EXERCISE OBJECTIVE: What is needed is an exact copy of the entries below, with every picture left out.

PROVIDED RECORDS:
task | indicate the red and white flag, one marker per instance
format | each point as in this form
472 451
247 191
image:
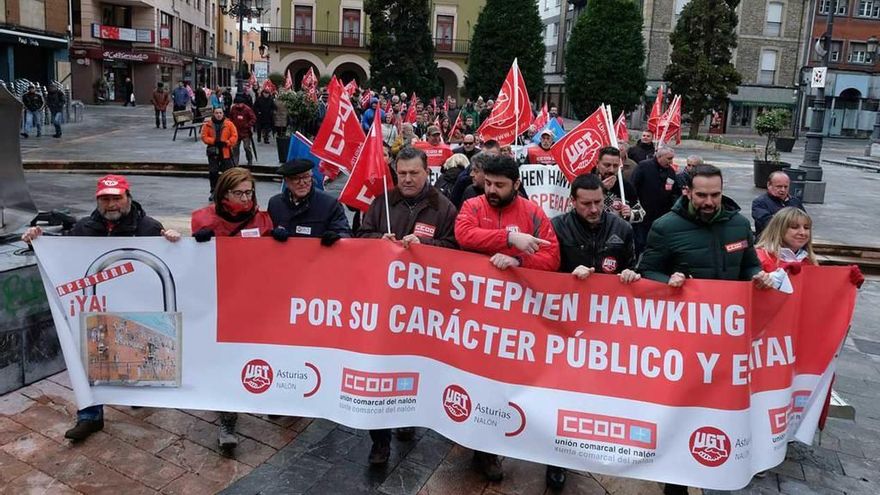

YOUR RESPONSE:
task | indicate the red and white flag, one marker per instance
format | each point as in this form
472 451
247 191
image:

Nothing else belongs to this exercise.